WHAT THE TASK REQUIRES – Render everything in the listing, from the line containing "Target: winding road" down to the very end, as a numbered list with blank lines left out.

RECORDS TO USE –

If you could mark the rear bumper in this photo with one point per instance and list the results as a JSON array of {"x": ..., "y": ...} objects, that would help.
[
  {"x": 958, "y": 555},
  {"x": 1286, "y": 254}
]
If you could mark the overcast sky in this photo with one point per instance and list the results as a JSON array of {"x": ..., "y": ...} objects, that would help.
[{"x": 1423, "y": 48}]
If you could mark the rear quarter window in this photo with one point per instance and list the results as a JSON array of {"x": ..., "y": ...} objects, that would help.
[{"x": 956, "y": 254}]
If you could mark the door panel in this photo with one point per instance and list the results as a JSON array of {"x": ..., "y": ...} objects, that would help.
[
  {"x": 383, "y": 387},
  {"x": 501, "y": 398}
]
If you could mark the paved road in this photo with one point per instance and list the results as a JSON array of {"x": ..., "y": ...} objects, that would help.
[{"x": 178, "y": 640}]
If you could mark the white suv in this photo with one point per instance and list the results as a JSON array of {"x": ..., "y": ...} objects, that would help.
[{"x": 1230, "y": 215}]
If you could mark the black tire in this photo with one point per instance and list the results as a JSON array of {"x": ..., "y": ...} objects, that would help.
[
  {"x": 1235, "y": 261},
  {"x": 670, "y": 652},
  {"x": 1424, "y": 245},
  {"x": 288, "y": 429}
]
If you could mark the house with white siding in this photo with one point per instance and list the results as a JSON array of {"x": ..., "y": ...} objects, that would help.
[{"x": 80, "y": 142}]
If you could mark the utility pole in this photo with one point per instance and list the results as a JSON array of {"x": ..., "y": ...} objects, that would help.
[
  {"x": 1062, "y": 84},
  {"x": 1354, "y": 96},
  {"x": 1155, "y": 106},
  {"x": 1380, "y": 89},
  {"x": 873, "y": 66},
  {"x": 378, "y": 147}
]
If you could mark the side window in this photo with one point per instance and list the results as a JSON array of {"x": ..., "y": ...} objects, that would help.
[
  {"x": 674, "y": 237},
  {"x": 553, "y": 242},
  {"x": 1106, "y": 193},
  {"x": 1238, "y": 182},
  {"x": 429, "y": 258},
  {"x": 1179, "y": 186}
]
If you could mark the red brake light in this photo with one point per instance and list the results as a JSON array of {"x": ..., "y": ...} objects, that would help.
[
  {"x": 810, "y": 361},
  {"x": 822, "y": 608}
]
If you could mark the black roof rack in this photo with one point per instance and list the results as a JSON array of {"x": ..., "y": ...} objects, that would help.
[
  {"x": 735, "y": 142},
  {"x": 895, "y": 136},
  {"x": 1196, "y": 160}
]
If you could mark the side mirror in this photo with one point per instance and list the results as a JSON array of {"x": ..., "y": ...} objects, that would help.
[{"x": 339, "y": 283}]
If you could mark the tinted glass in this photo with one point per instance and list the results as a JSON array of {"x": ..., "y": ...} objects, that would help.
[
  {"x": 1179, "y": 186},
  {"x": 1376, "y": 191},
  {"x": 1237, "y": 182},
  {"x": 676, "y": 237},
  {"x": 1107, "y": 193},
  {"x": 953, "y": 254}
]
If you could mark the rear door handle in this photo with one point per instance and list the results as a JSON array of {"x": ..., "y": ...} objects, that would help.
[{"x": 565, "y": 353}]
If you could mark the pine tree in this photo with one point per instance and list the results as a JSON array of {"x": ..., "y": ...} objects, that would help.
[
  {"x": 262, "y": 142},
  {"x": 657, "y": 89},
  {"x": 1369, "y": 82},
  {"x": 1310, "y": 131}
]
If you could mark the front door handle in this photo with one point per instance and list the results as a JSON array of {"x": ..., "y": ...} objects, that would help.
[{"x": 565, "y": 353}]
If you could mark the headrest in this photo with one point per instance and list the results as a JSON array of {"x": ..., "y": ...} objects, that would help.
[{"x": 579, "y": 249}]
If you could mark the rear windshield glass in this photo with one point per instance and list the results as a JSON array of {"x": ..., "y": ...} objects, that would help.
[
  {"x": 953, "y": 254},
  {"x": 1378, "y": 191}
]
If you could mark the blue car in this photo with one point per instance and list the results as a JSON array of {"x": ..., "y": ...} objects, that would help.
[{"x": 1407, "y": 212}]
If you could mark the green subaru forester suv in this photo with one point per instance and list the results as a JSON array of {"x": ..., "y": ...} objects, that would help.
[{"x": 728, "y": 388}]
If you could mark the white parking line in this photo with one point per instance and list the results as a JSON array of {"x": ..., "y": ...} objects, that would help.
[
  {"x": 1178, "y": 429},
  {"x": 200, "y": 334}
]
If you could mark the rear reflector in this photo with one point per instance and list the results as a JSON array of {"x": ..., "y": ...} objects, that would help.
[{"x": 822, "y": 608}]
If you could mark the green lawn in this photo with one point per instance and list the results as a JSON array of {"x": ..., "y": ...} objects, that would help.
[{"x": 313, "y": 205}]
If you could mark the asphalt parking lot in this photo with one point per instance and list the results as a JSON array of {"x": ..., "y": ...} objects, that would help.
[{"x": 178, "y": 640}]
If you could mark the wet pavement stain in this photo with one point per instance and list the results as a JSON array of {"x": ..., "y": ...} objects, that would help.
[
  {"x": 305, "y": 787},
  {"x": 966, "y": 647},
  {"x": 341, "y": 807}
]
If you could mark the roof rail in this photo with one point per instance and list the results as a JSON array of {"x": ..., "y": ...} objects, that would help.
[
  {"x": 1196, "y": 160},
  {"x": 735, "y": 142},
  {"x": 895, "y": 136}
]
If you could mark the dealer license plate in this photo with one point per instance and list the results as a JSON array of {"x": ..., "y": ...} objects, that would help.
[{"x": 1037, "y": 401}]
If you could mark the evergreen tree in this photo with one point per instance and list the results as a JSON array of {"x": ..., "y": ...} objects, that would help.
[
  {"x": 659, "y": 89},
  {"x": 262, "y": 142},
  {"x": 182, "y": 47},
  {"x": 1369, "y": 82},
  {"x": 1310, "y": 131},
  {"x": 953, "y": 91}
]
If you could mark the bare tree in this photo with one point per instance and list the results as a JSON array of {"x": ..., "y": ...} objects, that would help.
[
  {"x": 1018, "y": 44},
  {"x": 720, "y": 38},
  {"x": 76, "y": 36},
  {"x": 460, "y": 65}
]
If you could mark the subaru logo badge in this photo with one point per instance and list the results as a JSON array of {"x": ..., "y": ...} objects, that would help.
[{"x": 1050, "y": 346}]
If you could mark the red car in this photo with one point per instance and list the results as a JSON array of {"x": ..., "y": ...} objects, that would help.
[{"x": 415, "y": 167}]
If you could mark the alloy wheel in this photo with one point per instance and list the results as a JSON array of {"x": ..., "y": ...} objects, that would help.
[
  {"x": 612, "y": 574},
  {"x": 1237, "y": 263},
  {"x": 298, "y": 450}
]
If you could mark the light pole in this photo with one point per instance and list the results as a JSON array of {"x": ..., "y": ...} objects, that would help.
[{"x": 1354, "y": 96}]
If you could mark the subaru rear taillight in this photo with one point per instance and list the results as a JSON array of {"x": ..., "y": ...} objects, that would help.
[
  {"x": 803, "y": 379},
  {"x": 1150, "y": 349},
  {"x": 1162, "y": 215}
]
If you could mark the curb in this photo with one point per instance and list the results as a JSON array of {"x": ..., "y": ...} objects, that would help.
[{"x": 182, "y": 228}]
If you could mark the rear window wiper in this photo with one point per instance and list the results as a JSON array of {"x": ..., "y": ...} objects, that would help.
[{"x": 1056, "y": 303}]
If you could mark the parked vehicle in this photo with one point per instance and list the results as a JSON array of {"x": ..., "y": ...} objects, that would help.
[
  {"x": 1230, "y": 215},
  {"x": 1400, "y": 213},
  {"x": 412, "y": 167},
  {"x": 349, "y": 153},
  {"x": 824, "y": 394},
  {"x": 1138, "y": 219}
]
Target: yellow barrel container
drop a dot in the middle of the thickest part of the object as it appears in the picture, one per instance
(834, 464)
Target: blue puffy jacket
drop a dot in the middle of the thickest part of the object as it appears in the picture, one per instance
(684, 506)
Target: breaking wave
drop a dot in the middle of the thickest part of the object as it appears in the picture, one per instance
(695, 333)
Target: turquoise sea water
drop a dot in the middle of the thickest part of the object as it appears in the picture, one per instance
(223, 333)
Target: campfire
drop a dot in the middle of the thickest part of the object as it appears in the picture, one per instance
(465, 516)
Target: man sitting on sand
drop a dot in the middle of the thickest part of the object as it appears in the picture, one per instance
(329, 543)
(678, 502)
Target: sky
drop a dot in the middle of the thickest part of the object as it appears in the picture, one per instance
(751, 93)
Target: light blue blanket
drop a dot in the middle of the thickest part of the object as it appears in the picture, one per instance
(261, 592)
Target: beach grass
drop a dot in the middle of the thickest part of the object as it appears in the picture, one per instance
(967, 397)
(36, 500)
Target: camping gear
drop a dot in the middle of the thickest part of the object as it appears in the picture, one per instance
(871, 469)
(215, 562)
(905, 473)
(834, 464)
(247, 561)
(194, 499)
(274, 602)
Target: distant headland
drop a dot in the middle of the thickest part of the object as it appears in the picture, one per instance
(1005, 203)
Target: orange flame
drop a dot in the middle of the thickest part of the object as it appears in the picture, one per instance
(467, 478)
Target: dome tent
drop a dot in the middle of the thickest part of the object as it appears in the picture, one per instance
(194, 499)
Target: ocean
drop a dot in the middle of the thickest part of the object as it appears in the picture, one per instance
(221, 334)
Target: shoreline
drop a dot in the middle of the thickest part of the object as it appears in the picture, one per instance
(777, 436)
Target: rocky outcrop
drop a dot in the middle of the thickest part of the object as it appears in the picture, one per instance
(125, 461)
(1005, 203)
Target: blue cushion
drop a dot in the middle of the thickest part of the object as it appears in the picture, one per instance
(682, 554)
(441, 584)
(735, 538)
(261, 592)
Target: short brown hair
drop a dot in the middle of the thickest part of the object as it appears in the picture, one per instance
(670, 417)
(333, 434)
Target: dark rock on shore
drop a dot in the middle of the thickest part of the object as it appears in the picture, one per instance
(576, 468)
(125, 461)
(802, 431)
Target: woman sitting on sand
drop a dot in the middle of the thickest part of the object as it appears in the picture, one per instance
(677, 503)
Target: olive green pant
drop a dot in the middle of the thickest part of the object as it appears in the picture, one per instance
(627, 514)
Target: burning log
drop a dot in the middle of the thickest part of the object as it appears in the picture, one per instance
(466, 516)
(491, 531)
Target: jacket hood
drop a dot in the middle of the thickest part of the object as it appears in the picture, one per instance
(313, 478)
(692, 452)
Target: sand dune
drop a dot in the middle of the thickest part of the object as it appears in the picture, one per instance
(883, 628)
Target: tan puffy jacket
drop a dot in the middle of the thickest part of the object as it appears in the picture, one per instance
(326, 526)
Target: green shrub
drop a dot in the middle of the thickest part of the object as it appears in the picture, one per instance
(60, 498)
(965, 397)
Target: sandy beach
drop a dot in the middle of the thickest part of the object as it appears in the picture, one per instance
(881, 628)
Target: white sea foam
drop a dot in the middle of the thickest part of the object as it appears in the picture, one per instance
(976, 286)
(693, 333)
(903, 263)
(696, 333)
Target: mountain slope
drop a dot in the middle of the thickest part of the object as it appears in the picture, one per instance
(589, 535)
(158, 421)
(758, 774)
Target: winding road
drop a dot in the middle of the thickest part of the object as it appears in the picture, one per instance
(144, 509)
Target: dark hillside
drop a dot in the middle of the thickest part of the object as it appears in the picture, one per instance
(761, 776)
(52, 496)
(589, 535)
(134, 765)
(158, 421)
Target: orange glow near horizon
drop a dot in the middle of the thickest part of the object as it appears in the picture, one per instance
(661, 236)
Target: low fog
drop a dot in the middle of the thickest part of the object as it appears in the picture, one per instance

SOLUTION FOR THIS EXERCISE –
1. Target: winding road
2. drop a dot in the middle of the thickest part of the object as it appears in the picture, one per instance
3. (144, 509)
4. Target: dark hillside
5. drop a dot in the middle of the thickest part of the object as it appears in the picture, one per instance
6. (761, 776)
7. (52, 496)
8. (589, 535)
9. (134, 765)
10. (158, 421)
11. Target: orange glow near horizon
12. drop a dot in the middle of the thickest part of the object as it appears in the picture, one per instance
13. (661, 236)
14. Target: low fog
15. drop a dot in the middle of the thickest part of the object as it appears in the picture, one per instance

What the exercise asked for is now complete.